• The request
Pull out the lines of the material below that run from the line containing "222, row 317." through the line containing "column 80, row 78", including both of those lines, and reproduce them word for word.

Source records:

┄┄┄┄┄┄┄┄┄┄┄┄┄┄┄┄┄┄┄┄

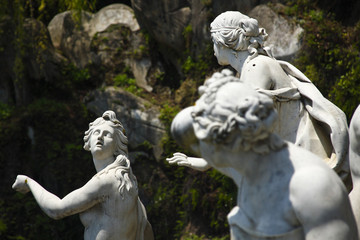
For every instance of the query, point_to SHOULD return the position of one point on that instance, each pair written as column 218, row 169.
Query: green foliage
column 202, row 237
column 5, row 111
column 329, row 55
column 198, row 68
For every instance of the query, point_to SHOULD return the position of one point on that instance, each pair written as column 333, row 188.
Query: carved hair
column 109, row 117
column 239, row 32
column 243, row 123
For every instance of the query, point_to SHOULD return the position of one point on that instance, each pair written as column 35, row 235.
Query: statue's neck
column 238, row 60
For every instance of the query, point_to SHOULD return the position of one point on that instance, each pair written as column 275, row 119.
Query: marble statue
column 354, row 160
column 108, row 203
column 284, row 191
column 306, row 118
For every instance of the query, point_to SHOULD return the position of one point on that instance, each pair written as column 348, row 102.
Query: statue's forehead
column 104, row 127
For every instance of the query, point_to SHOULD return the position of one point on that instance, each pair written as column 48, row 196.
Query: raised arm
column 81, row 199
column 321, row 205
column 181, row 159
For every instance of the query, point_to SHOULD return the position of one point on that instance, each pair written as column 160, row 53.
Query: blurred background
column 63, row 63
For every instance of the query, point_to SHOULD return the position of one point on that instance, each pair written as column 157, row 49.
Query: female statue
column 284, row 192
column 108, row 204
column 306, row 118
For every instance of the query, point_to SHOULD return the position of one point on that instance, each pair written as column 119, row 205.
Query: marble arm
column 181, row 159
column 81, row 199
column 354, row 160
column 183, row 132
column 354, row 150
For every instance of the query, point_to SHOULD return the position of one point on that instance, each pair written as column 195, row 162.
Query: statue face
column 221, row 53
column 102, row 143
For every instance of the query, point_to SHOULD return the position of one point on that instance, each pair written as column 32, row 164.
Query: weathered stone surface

┄┄┄┄┄┄┄┄┄┄┄┄┄┄┄┄┄┄┄┄

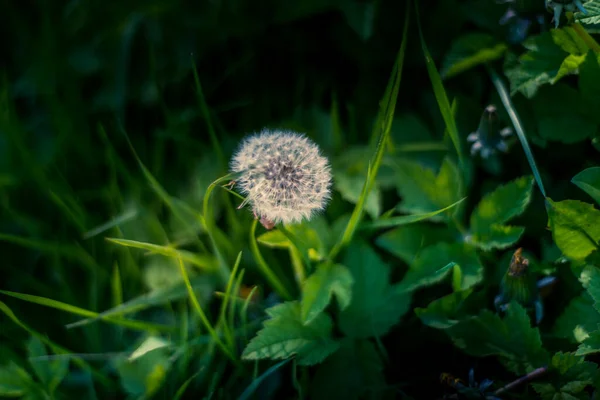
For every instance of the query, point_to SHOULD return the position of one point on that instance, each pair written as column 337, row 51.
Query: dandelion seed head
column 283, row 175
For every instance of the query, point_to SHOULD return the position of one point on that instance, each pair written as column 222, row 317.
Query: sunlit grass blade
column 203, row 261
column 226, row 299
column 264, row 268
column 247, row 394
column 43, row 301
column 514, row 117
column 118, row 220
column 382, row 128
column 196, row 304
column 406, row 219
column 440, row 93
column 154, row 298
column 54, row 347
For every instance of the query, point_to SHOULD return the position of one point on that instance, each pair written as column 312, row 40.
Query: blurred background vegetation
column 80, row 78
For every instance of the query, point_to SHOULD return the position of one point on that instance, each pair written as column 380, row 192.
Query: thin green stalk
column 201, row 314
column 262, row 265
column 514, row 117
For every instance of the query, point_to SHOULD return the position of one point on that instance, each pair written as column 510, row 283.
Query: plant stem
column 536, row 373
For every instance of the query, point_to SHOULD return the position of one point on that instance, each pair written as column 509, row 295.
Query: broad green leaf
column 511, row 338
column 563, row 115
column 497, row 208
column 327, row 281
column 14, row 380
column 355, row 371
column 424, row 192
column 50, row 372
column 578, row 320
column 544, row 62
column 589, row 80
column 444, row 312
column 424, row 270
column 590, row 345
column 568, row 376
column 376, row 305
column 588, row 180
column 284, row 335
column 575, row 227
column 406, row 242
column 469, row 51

┄┄┄┄┄┄┄┄┄┄┄┄┄┄┄┄┄┄┄┄

• Reply
For every instance of the query, point_to SHOULD return the position of one point on that instance, each pair written as column 222, row 317.
Query: sunlit grass blade
column 203, row 261
column 226, row 299
column 264, row 268
column 247, row 394
column 43, row 301
column 514, row 117
column 118, row 220
column 382, row 128
column 196, row 304
column 406, row 219
column 440, row 93
column 154, row 298
column 54, row 347
For every instance of the query, point_to SHOULD return the position of one point on that instance, each pair written as column 312, row 40.
Query: blurred background vegetation
column 80, row 78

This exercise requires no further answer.